Неудачно купил он и стулья (не помню, 2 или 3), венские, очень подержанные. Один имел тенденцию опрокидываться назад, как только кто-нибудь покушался на него сесть, а другой вообще валился во все стороны, так что мы садились на табуретки, а стулья существовали в комнате просто «для мебели» около письменного столика. Зато табуретки по полтиннику штука были очень устойчивы, удобны, и вообще во всех отношениях соответствовали своему назначению. Не было случая, чтобы которой-нибудь из них пришло в голову не то что валиться, но даже и крениться в какую-нибудь сторону. О табуретках и сейчас вспоминаю с удовольствием. В общем, мы устроились достаточно сносно и совсем было «зажили», но тут развернулись события 1905-го года.
Помнится мне, что наш дом был угловой, и как раз перед ним и стоял казачий караульный пост, что-то человека три вооруженных верховых. Временами начиналась на улице стрельба. Тогда мы выключали свет и устраивались в углу комнаты. У нас наружная стенка была очень умно устроена: по размеру в ней следовало бы сделать три окна, но было всего два, и то с очень маленьким промежутком между ними. А дальше шла стенка уже без окна и образовала очень удобный угол. Сережа там протащил проволоку, по которой свободно двигалась занавеска, разделявшая комнату на две части. За занавеской помещалась кровать, водопроводная раковина, под раковиной помойное ведро, очень небольшой некрашеный кухонный шкафчик с посудой, а на нем керосинка. Этот столик-шкафчик был маловат, но зато он был новенький, чистенький, куплен в магазине и стоил всего около трех рублей. Сережа купил его вместе с табуретками, и это была удачная покупка. В углу без окон мы чувствовали себя в безопасности: надеялись, что если какая-нибудь шальная пуля и залетит в комнату, то через окно; стенку-то с улицы она не пробьет, застрянет в ней, стены дома были солидные.
Университет был, конечно, закрыт, но около него собирались студенты, там происходили митинги, конечно, шла стрельба, но Сережу я туда не отпускала. Он успел подружиться с дворником, молодым, тоже недавно женившемся парнем. Тот наслушался разговоров о студентах и на всякий случай унес от нас форменную студенческую одежду и где-то ее надежно спрятал, а Сереже на случай выхода на улицу дал свой тулуп, в котором он дежурил по ночам. В Одессе не бывает такого холода, чтобы дежурить в тулупе, вполне можно было обходиться без него. Вообще, Сережа на улицу почти не выходил. С того момента, как у нас около дома обосновался патруль, Сережа стал выходить подышать воздухом в дни дежурств нашего приятеля дворника. Он обычно дежурил у ворот, сидя на табурете во дворе. Ворота оставались запертыми, даже на засов, отпиралась только калитка в воротах, но и то оставалась на цепочке. Жена дворника беспокоилась за него, не могла спать, выходила к нему к воротам. Мы с Сережей тоже стали выходить на ворота. Часа два так подышишь воздухом, так потом уснешь, что не услышишь никакой стрельбы на улице.

- ПОСТАНОВКА ЗАДАЧИ -
Сколько, согласно приведенному выше отрывку воспоминаний, стоил кухонный шкафчик, купленный Сережей вместе с табуретками?

- ДАННЫЕ ДЛЯ АНАЛИЗА -
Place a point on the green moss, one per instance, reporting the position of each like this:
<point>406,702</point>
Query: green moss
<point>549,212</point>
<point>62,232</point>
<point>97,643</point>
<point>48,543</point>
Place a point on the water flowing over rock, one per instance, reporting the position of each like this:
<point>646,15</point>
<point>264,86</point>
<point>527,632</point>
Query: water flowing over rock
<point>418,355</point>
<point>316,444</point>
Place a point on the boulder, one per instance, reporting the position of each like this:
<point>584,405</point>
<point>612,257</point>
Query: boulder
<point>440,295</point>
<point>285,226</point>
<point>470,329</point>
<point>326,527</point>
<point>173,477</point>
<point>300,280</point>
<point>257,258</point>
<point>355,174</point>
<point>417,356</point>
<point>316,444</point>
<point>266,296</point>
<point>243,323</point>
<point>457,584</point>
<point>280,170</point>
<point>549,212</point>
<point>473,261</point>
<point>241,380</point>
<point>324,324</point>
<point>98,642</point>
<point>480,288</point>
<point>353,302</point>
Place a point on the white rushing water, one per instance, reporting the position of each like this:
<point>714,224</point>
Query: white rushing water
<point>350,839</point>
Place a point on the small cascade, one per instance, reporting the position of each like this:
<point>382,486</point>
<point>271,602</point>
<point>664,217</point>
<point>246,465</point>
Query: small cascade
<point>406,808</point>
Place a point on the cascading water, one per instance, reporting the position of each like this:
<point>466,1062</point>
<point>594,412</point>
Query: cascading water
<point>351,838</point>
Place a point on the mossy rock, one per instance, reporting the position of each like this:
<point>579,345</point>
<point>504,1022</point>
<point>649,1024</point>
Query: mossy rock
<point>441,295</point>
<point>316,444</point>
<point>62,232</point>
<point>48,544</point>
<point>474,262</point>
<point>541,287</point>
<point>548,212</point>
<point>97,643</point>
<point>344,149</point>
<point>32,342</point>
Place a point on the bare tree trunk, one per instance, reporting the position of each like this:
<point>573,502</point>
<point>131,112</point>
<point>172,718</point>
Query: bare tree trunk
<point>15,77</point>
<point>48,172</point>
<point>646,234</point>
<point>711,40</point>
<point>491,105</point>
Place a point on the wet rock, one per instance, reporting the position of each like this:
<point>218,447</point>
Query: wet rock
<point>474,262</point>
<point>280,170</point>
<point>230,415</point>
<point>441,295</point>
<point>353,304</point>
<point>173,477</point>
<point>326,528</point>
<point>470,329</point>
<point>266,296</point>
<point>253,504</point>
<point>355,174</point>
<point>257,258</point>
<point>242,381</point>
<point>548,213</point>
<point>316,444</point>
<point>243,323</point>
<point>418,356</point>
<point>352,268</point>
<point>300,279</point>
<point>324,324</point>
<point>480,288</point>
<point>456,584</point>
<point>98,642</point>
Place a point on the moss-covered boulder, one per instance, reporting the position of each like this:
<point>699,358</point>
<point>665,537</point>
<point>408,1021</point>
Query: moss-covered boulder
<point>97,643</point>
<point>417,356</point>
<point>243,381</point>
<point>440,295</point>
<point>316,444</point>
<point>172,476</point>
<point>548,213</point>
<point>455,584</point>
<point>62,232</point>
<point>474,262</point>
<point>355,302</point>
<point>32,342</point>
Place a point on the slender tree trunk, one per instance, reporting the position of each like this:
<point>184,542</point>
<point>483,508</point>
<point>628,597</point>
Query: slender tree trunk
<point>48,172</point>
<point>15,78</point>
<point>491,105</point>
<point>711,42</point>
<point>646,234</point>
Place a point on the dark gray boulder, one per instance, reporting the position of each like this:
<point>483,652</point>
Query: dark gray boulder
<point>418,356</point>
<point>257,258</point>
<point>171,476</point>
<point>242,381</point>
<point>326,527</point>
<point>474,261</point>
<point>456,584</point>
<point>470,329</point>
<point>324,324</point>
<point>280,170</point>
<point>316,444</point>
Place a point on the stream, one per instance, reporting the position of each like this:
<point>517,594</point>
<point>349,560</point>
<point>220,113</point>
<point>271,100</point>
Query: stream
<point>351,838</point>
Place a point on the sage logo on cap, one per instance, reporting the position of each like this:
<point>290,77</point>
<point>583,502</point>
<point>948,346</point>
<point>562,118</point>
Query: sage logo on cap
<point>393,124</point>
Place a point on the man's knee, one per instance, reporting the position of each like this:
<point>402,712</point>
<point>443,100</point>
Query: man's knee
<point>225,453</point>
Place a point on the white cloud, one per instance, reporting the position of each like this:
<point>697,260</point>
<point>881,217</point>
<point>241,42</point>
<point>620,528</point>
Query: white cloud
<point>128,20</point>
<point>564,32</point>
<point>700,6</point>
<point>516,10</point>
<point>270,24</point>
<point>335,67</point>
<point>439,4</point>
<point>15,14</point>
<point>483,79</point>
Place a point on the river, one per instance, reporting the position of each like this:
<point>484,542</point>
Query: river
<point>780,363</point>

- РЕЗУЛЬТАТ УПРАЖНЕНИЯ -
Около трех рублей.